====== Records for this exercise

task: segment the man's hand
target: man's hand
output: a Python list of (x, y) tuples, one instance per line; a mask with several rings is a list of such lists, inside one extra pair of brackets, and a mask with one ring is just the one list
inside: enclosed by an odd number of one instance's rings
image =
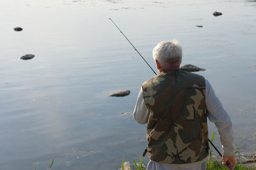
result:
[[(227, 167), (230, 170), (233, 170), (236, 166), (236, 156), (233, 157), (225, 157), (225, 155), (222, 155), (222, 164)], [(229, 168), (227, 165), (227, 162), (230, 164), (232, 169)]]

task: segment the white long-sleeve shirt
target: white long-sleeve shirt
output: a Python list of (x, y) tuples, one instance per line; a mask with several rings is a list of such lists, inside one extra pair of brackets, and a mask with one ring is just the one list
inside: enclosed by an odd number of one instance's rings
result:
[[(211, 87), (210, 83), (207, 80), (205, 79), (205, 103), (206, 107), (209, 111), (207, 117), (209, 120), (215, 124), (216, 127), (218, 129), (218, 131), (220, 134), (220, 141), (222, 145), (222, 148), (223, 153), (223, 154), (226, 157), (230, 157), (234, 155), (234, 133), (232, 129), (232, 122), (230, 118), (227, 113), (226, 110), (224, 109), (222, 104), (220, 103), (219, 99), (216, 96), (214, 91)], [(134, 120), (140, 124), (144, 124), (147, 123), (149, 116), (148, 110), (145, 104), (143, 99), (143, 92), (142, 88), (141, 88), (139, 95), (137, 99), (137, 103), (135, 106), (134, 111), (133, 112), (133, 117)], [(202, 169), (200, 167), (202, 164), (204, 164), (204, 162), (206, 161), (206, 159), (204, 159), (199, 162), (195, 162), (191, 164), (187, 164), (182, 165), (184, 168), (198, 168), (198, 169)], [(198, 165), (198, 163), (199, 165)], [(170, 168), (172, 169), (175, 169), (180, 167), (177, 164), (167, 164), (163, 163), (159, 163), (150, 160), (148, 163), (148, 166), (154, 164), (153, 166), (156, 167), (159, 166), (167, 166)], [(199, 166), (199, 167), (198, 167)], [(159, 169), (160, 167), (158, 168)]]

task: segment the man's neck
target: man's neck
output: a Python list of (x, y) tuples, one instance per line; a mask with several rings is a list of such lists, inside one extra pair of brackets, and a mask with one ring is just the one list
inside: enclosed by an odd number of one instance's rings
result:
[(180, 69), (180, 65), (172, 65), (164, 69), (158, 70), (159, 73), (171, 71), (175, 69)]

============

* _What is asked_
Transcribe every line of the records above word for word, leaving out the pictures.

* _Response to the exercise_
task: segment the man's hand
target: man's hand
output: a Python list of (x, y) tuples, one instance per line; a mask with several rings is a list of such lists, inside one extra pair of brackets, and a mask with one ring is just the one list
inside: enclosed by an odd number of one instance's rings
image =
result:
[[(227, 167), (230, 170), (233, 170), (236, 166), (236, 156), (233, 157), (225, 157), (225, 155), (222, 155), (222, 164)], [(229, 168), (227, 165), (227, 162), (230, 164), (232, 169)]]

task: segment the white long-sleeve shirt
target: white long-sleeve shirt
output: a Python list of (x, y) tuples, one instance per line; a mask with several rings is a list of such lists, inside one extra pair of brackets, and a mask with one ring is just the one list
inside: enclosed by an odd number of one instance's rings
result:
[[(211, 87), (210, 83), (207, 80), (205, 79), (205, 103), (206, 107), (209, 111), (207, 117), (209, 120), (215, 124), (216, 127), (218, 129), (218, 131), (220, 134), (220, 141), (222, 145), (222, 148), (223, 153), (223, 154), (226, 157), (230, 157), (234, 155), (234, 133), (232, 129), (232, 122), (230, 118), (227, 113), (226, 110), (224, 109), (222, 104), (220, 103), (219, 99), (216, 96), (214, 91)], [(134, 120), (140, 124), (144, 124), (147, 123), (149, 116), (148, 110), (145, 104), (143, 99), (143, 92), (142, 88), (141, 88), (139, 95), (137, 99), (137, 103), (135, 106), (134, 111), (133, 112), (133, 117)], [(202, 169), (200, 167), (202, 164), (204, 164), (204, 162), (206, 161), (206, 159), (204, 159), (199, 162), (195, 162), (191, 164), (187, 164), (182, 165), (184, 168), (198, 168), (198, 169)], [(198, 165), (198, 163), (199, 165)], [(170, 168), (172, 169), (175, 169), (180, 167), (177, 164), (167, 164), (163, 163), (159, 163), (150, 160), (148, 163), (148, 166), (154, 164), (153, 166), (156, 167), (159, 166), (167, 166)], [(199, 166), (199, 167), (198, 167)], [(159, 169), (160, 167), (158, 168)]]

task: segment the man's neck
target: man's neck
output: a Python list of (x, y) tuples, one instance per line; a mask with several rings is a list of such lists, inside one extra pair of brackets, and a mask with one ring is just the one list
inside: enclosed by an odd number of one instance's rings
result:
[(180, 69), (180, 65), (172, 65), (164, 69), (158, 70), (159, 73), (171, 71), (175, 69)]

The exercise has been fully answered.